> What to produce: Once the line containing "positive clicks: (4, 568)" has been printed, stop; print every line before it exactly, starting at the top of the material below.
*****
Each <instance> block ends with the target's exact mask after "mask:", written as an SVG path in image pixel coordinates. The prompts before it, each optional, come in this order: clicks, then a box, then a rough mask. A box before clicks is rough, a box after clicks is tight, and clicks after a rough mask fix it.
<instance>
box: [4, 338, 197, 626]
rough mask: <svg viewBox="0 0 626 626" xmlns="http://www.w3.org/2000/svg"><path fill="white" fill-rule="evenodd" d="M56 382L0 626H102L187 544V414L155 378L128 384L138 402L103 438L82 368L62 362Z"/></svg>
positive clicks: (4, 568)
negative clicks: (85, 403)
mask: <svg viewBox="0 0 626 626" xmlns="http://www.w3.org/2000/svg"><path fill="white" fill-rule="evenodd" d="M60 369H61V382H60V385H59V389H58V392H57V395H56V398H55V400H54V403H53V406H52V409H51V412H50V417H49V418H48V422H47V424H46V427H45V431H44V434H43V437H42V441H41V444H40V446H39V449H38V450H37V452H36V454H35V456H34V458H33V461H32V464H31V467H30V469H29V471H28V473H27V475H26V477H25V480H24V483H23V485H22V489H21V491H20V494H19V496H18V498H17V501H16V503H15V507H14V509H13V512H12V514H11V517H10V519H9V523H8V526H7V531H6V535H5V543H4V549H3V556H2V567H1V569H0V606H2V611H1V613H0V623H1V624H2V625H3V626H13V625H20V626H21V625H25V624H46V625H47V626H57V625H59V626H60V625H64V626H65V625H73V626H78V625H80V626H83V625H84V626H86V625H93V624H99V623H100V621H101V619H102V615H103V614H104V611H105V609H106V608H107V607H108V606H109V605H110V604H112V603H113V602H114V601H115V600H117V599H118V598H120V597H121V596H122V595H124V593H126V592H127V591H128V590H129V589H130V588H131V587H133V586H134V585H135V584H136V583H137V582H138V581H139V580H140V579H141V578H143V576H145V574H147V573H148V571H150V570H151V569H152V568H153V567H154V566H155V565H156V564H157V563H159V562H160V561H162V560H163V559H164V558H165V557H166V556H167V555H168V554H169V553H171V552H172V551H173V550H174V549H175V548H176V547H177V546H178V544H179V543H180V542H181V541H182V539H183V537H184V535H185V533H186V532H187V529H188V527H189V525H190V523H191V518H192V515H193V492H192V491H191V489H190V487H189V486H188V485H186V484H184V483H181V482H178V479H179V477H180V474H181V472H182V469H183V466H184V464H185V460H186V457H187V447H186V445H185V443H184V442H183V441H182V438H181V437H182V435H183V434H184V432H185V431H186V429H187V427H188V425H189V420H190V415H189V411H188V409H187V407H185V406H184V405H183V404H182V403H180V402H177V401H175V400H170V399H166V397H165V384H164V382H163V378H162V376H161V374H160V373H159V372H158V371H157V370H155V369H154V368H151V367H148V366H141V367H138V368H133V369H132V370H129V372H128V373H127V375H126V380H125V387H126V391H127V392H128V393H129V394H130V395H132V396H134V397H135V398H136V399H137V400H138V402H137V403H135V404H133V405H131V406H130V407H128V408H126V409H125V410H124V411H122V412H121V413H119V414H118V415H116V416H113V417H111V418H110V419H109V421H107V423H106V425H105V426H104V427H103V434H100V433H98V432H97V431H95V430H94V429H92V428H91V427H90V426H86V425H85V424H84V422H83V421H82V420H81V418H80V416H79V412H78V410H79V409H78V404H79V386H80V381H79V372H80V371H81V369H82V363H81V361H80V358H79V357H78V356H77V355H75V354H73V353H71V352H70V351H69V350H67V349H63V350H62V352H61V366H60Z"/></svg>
*****
> Your response:
Each <instance> block ends with the target's exact mask after "mask:", written as an SVG path in image pixel coordinates. The prompts before it, each optional, come in this order: clicks, then a box, then a rough mask. A box before clicks is rough, a box after clicks is tight, and clicks after a rough mask fix it.
<instance>
box: [4, 338, 197, 626]
rough mask: <svg viewBox="0 0 626 626" xmlns="http://www.w3.org/2000/svg"><path fill="white" fill-rule="evenodd" d="M56 382L0 626H102L187 544V414L155 378L128 384L138 402L103 438L82 368L62 362Z"/></svg>
positive clicks: (4, 568)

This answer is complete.